§ **What you need to do**
Rescale only the part that opens with the line containing "of the jump" and closes with the last of the items, both ends included. Give those lines again, requests included, with every x and y coordinate in the answers multiplied by 0.55 and rounded to whole numbers, halves rounding up.

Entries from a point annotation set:
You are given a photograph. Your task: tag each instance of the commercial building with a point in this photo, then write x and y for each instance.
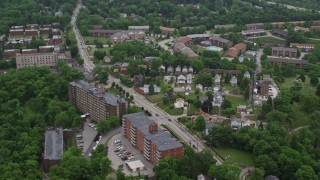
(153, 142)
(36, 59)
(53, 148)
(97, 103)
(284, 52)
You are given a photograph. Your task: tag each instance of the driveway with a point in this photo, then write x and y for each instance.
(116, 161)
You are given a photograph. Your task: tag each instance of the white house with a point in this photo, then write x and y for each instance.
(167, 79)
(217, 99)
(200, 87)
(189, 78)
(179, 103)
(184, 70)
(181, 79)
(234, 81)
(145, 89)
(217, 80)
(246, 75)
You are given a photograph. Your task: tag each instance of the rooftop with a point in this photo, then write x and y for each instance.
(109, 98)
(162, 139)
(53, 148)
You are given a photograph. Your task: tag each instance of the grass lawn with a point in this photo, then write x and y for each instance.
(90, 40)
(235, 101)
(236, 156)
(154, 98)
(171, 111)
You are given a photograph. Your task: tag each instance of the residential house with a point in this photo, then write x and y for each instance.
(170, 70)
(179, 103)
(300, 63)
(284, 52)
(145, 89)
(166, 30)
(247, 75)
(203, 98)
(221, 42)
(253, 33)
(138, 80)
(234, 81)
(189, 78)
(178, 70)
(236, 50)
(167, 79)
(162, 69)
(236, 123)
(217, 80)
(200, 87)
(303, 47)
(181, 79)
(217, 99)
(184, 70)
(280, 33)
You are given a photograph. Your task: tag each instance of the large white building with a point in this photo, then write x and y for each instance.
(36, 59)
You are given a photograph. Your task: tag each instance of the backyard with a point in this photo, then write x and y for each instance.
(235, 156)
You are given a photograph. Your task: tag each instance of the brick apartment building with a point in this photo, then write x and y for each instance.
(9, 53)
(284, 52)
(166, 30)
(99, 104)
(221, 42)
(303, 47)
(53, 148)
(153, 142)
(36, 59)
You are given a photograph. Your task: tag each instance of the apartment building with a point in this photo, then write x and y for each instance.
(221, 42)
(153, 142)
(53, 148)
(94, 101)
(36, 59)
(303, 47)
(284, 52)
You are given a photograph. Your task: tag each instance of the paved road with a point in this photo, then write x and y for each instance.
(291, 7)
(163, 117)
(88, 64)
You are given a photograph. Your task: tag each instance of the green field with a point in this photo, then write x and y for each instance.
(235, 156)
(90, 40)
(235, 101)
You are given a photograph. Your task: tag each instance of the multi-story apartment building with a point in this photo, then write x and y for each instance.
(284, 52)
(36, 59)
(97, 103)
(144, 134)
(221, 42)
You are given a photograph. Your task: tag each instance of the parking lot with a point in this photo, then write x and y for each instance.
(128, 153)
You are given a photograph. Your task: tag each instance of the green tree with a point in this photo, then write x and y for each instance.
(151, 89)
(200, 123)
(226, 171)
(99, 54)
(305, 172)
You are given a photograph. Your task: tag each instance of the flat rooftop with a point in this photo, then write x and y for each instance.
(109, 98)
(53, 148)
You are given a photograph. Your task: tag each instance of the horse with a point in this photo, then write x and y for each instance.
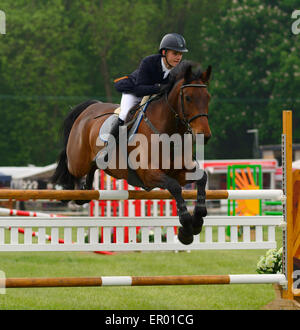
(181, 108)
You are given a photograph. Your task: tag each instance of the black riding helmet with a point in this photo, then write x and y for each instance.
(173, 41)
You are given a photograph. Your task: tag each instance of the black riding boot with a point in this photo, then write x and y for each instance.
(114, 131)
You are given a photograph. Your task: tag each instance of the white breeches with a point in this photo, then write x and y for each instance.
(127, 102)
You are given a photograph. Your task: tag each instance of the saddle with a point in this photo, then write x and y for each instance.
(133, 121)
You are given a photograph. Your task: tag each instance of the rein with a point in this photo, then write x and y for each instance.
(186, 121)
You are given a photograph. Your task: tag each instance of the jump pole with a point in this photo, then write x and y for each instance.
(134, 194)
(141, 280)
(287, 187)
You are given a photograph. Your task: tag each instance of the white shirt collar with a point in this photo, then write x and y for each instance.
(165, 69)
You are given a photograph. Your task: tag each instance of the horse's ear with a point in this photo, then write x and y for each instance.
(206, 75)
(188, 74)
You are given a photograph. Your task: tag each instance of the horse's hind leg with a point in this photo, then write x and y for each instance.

§ **The response**
You are given a photograph. Your task: tag each instance of the jump pole with a point in this photo, then write x and y for each instance.
(74, 107)
(78, 154)
(158, 103)
You are given a photograph. Your task: tag each instance of the white shirt collar with a point in this photo, then write x and y for each instance.
(91, 38)
You are given a photograph. Your task: tag each instance of the horse's ear with a point in this photo, then write x and y for each instance.
(113, 41)
(103, 41)
You are given a photograph. Your task: tag each instance of the horse's hind leg with a point in this photo, then write x and y for each instance.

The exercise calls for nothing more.